[[ PASSAGE FOR REVIEW, beginning ]]
Tuesday, February 13, 2007

Ha Jin, Waiting

I got excited about the Opera of The First Emperor because, well, China is cool and I knew the names Tan Dun, Ha Jin, & Zhang Yimou. I bought tickets & went. I went to hear Ha Jin speak at Fordham in an interview connected with the opera. And, weeks ago, I read Waiting for the first time. Finally, I have a minute to type in my thoughts which have been languishing in longhand for a while now…

I loved this book, but it took a while for me to find the first passage that struck me as great. I read along passively: it’s so well-written but the prose doesn’t overwhelm you with its power or skill at first. Then, suddenly, the crackle of this amazing description of the springtime hit me:
Then spring descended all of a sudden. Aspen catkins flew in the air, so thick that when walking on the streets you could breathe them in and you would flick your hand to keep them away from your face. The scent of lilac blooms was pungent and intoxicating. Yet old people still wrapped themselves in fur or cotton-padded clothes. The dark earth, vast and loamy, marked by tufts of yellow grass here and there, began emitting a warm vapor that flickered like purple smoke in the sunshine. All at once apricot and peach trees broke into blossoms, which grew puffy as bees kept touching them. Within two weeks summer started. (27)
What moved me? I like the phrase “Aspen catkins” with its internal rhyme; I like the excess of it--the catkins scent is not only so thick you breathe it, they are so abundant that you flick them away; I love the immediate image of Chinese old people in conjured by “cotton-padded clothes”; best of all, the second moment of excess, when apricot and peach trees break into blossom and those blossoms themselves then grow puffy from the bees.

From this moment on, the experience of reading the novel changed. That passage made me know for myself what I had heard (and believed) from others: that Ha Jin is a great writer.

Then, I was surprised at how affecting the plot is. I can’t quite explaine it--it’s partly that it made me remember the years and years of my life that I spent working and lonely, longing for a partner. Those years were far from monkish years, not solitary at all, but I did spend a lot of time waiting.
[[ PASSAGE FOR REVIEW, end ]]
[[ INFORMATION SUPPLIED, beginning ]]
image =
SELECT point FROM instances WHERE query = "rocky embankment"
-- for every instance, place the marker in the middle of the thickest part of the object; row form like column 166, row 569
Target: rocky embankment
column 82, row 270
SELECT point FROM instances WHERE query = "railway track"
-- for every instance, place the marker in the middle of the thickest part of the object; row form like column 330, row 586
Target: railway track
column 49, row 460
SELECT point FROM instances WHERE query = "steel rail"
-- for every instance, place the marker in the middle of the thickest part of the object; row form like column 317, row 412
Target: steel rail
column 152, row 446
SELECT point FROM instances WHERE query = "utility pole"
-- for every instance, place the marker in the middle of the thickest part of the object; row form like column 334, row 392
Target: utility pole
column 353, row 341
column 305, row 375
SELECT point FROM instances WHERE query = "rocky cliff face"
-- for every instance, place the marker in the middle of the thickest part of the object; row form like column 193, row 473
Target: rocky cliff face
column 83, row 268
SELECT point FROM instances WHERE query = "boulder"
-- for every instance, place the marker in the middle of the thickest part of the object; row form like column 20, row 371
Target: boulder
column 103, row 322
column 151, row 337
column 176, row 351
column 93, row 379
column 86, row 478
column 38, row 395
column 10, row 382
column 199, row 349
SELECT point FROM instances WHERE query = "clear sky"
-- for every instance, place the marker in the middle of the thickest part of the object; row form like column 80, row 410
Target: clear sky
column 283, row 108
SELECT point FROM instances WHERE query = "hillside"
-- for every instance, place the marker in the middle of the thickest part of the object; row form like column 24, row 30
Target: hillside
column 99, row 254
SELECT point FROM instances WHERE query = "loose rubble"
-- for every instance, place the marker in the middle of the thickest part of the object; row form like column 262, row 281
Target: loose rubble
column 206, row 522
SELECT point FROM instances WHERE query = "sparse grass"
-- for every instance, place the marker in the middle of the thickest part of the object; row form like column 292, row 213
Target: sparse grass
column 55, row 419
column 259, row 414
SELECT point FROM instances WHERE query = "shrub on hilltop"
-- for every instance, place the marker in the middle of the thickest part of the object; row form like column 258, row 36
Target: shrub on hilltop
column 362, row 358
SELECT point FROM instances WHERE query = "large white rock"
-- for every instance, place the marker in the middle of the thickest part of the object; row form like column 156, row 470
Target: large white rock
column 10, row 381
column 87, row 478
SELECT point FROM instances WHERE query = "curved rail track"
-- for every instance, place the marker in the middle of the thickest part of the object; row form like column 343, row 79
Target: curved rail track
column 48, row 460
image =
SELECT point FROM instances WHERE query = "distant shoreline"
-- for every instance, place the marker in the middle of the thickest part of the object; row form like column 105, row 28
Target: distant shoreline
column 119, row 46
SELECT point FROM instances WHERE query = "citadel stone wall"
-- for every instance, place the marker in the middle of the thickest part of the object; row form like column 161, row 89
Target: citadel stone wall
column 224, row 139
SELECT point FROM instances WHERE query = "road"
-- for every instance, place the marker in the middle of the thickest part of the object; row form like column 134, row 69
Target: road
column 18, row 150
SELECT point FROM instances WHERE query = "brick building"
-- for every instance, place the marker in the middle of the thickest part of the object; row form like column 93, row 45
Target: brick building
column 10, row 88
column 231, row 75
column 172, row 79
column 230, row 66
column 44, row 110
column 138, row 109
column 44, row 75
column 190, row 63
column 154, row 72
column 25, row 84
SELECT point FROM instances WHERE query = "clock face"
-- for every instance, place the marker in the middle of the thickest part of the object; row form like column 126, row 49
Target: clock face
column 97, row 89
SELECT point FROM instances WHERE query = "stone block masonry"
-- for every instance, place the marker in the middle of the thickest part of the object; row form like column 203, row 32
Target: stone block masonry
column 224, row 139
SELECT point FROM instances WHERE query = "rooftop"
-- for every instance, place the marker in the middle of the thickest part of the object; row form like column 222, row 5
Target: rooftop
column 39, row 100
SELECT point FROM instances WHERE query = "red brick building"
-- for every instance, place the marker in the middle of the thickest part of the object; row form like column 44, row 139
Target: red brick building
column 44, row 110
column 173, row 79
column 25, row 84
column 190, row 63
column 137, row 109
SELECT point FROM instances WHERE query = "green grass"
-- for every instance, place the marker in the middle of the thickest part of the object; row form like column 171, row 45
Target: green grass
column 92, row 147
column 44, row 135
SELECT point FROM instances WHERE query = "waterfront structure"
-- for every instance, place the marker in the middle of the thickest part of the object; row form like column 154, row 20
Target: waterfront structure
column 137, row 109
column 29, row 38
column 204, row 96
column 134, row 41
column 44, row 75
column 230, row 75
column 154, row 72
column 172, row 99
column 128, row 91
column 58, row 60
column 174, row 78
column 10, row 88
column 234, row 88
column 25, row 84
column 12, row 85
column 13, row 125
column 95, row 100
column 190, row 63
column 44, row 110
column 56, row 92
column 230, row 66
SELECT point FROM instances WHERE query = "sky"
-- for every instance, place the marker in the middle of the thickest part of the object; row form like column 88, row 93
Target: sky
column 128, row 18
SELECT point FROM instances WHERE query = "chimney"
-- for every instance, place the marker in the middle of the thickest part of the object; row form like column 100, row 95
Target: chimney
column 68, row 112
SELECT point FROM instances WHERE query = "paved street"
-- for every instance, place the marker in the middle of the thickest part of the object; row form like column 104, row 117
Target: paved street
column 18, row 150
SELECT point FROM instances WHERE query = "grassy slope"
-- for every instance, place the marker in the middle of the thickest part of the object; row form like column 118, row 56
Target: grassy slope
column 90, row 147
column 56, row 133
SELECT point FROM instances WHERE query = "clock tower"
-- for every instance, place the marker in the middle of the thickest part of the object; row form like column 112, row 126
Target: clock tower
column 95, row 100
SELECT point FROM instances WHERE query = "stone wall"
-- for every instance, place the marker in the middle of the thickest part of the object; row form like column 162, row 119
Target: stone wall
[[ INFORMATION SUPPLIED, end ]]
PROBLEM SET.
1. Transcribe the blog post about Ha Jin's Waiting word for word, from "From this moment" to "a great writer.".
2. Pick up the blog post about Ha Jin's Waiting after its final sentence and carry it forward.

YOUR WRITTEN ANSWERS.
1.
From this moment on, the experience of reading the novel changed. That passage made me know for myself what I had heard (and believed) from others: that Ha Jin is a great writer.

2.
But there is something more. The hospital setting, full of doctors and nurses, most of them far from their home villages, educated beyond their parents and in a different field from them, is familiar and modern. But rather than focusing on alienation or bacchanal, Ha Jin emphasizes the sense of lives in suspense. (The austerity of the Chinese Communist setting only aids this.) When the protagonist goes back to his home village annual (to request a divorce from his wife), he is simultaneously relieved to be among familiar, easygoing faces and appalled at the parochialism of the villagers--symbolized most potently by the bound feet of his wife.


When you have lives in two places, in two worlds, and before you have definitively broken with one in favor of the other, it’s easy to live--as the main character does--in a fantasy in which the life that is “real” oscillates between places according to mood--in harmony, one can feel that the real life is here, wth only a dull awareness of another life ongoing there; out of sync, the real life seems to be there, this life here, only a figment.

The book is wonderful and I wouldn’t want it to be a sentence shorter. The ending really took me by surprise--watching his decisions grow dumber and thicker and then watching the lovely and disastrous consequences of his passive, suspended life, was a really gorgeous and moving reading experience.

But now, weeks later, I can see the book as a fable, too. I can imagine boiling it down to five hundred words and a moral and finding that equally worthy of meditation.

That duality--its beautiful length and its powerful précis--may be a sign of a certain kind of greatness.

1 comment:

brd said...

Your review here makes me want to read this book. I recently read Hope and Other Dangerous Pursuits, which I think you recommended somewhere in this blog. I enjoyed it very much.

Speaking of The First Emperor, I am excited that on March 11, it is to be rebroadcast for our Hi-Def theater and I am going to be able to see it.